WHAT TO WORK ON.
Copy exactly the lines from the "of the railroad" line to the end, both included, and nothing else.
# START OF EXERCISE MATERIALS
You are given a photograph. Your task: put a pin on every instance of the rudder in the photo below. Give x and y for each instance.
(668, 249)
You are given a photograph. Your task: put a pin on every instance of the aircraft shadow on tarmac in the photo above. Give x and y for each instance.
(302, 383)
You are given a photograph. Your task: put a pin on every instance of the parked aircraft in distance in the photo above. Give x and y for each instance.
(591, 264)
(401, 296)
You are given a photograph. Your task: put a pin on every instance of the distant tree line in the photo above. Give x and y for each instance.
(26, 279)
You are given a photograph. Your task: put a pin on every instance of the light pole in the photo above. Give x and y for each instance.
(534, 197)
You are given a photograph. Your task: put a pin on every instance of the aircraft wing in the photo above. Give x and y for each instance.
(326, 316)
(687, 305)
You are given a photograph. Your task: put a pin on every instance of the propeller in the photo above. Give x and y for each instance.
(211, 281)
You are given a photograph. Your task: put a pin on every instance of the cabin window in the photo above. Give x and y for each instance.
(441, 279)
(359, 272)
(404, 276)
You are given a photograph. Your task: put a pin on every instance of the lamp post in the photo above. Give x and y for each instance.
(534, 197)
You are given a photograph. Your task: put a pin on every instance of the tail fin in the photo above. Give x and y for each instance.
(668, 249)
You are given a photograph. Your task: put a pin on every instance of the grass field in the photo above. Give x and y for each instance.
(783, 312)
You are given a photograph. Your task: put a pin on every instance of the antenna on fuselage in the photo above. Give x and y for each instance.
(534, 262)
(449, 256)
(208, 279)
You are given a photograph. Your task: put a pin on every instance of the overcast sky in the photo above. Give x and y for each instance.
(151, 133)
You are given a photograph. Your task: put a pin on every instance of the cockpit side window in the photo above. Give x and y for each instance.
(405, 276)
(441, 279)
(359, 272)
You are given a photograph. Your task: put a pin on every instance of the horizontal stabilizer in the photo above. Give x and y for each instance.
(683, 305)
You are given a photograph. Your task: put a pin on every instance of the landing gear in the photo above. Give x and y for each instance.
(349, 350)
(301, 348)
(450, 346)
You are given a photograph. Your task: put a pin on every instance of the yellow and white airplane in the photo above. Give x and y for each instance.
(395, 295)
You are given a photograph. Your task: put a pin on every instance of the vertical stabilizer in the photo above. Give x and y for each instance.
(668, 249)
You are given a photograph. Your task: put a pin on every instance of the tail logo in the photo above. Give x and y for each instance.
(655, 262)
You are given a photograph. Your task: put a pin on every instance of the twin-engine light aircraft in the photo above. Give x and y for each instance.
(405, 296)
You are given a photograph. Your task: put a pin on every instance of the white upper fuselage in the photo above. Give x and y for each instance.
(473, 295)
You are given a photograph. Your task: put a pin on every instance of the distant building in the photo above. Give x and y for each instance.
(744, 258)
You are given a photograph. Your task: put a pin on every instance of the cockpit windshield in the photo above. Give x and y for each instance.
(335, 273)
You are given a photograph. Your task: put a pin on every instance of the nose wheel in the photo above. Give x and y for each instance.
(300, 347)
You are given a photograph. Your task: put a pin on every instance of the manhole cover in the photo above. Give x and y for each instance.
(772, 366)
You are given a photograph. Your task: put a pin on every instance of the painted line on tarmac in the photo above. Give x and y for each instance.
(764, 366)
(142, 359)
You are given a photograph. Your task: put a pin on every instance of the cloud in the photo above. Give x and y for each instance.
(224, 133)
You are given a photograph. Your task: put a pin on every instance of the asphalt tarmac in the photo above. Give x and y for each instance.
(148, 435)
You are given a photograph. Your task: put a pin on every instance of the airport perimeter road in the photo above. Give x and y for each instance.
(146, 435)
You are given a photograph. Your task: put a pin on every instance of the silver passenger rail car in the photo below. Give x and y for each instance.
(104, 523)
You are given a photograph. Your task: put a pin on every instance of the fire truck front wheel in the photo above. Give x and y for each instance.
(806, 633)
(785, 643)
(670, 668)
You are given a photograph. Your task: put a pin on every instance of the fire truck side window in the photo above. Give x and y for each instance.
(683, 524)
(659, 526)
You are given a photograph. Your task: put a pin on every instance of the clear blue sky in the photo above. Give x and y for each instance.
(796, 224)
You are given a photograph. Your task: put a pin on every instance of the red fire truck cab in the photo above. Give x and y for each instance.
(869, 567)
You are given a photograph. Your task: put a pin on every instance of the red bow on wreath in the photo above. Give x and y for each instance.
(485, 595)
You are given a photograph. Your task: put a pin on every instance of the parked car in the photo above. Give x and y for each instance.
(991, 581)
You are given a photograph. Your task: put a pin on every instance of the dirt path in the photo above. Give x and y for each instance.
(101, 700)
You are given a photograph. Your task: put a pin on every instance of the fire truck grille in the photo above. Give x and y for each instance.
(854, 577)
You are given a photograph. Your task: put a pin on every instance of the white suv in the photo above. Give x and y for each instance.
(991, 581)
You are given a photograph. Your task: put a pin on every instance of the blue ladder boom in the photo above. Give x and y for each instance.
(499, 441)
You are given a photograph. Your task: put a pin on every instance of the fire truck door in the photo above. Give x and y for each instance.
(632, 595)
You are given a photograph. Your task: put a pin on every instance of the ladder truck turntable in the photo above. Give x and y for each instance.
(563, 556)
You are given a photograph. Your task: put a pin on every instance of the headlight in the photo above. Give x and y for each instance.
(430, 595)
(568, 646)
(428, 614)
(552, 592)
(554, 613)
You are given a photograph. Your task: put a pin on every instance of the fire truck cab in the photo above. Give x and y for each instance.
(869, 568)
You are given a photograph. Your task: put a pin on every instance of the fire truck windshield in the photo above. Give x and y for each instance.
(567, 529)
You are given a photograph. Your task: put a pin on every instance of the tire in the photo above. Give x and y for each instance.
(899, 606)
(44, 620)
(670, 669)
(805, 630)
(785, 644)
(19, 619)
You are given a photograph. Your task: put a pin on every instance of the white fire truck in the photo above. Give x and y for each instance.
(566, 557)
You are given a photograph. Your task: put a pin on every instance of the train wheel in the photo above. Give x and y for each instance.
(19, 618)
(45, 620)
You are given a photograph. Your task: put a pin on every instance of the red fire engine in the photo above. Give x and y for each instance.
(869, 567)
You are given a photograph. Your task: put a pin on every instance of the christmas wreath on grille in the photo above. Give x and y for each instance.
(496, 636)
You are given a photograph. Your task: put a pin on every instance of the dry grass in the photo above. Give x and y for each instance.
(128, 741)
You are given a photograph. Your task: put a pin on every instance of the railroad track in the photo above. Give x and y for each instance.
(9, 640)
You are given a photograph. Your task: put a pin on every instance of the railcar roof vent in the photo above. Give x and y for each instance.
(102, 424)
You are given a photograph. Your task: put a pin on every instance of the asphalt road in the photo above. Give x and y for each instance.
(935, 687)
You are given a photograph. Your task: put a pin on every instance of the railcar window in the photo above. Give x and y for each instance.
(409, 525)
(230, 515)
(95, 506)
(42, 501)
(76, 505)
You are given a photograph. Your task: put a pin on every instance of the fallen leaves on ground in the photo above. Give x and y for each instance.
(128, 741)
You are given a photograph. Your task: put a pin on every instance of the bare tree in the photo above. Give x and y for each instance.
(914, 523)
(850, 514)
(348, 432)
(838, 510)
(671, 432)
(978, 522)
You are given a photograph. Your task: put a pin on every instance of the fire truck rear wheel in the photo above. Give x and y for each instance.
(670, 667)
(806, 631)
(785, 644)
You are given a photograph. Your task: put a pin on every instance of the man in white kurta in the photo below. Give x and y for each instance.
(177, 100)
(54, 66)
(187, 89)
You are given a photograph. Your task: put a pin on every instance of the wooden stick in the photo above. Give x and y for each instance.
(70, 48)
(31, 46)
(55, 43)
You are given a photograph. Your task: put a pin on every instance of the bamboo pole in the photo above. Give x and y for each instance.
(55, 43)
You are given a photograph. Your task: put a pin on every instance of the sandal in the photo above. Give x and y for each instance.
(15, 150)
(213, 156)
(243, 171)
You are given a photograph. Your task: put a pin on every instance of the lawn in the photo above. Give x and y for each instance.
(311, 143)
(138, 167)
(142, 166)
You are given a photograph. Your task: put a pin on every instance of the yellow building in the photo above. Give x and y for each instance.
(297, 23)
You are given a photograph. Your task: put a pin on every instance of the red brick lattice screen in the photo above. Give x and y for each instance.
# END OF EXERCISE MATERIALS
RESPONSE TO THE TASK.
You are given a photograph. Your task: put a pin on every instance of the railroad track in the photo above. Give x and y for each instance.
(9, 640)
You are given a photograph. Your task: put a pin on every instance of the railcar roof vent in the photo above. Give x and y for each instance.
(102, 424)
You are given a photograph. Your task: put a pin on every instance of the asphalt road in the photo above. Give x and y for each instance.
(935, 687)
You are given a photograph. Your task: put a pin on every instance of the railcar window in the photo above. Give x and y for each instance.
(409, 525)
(230, 515)
(95, 506)
(42, 501)
(76, 505)
You are given a photograph. Your task: put a pin on every instance of the fallen leaves on ground in the photo above. Give x and y for each instance.
(128, 741)
You are given a photograph. Your task: put a pin on every instance of the bare tree in the photo above. Give x and y for each instance.
(914, 523)
(850, 514)
(348, 432)
(838, 510)
(671, 432)
(978, 522)
You are given a photograph. Your task: put a pin on every instance of the fire truck rear wheel in the photo above. Give x and y for each instance.
(670, 667)
(806, 631)
(785, 644)
You are given a photograph. Your task: put a pin on every instance of the man in white kurta in the photo below. Give x and y for each instance.
(177, 100)
(54, 66)
(187, 89)
You are given a photograph. Your task: put a pin on every instance of the wooden stick in the photo above. Give x and y for each instance.
(70, 48)
(31, 46)
(55, 43)
You are given a photograph. Your task: put a pin on every instance of the bamboo pole in the photo above. Give x and y for each instance.
(55, 43)
You are given a photograph. Your task: put a pin on every instance of the sandal in the photo above. Give x and y for each instance.
(15, 150)
(213, 156)
(243, 171)
You are given a photograph. Your task: put a pin on every instance of the lawn in the photo above. Give x and y for each instance.
(311, 143)
(138, 167)
(142, 166)
You are given a photograph. Your task: put a pin on every instance of the yellow building in the photo above. Give x and y for each instance.
(297, 23)
You are given a photograph. Your task: put a pin on every instance of the red brick lattice screen in the photo above. Give x and y for each instance.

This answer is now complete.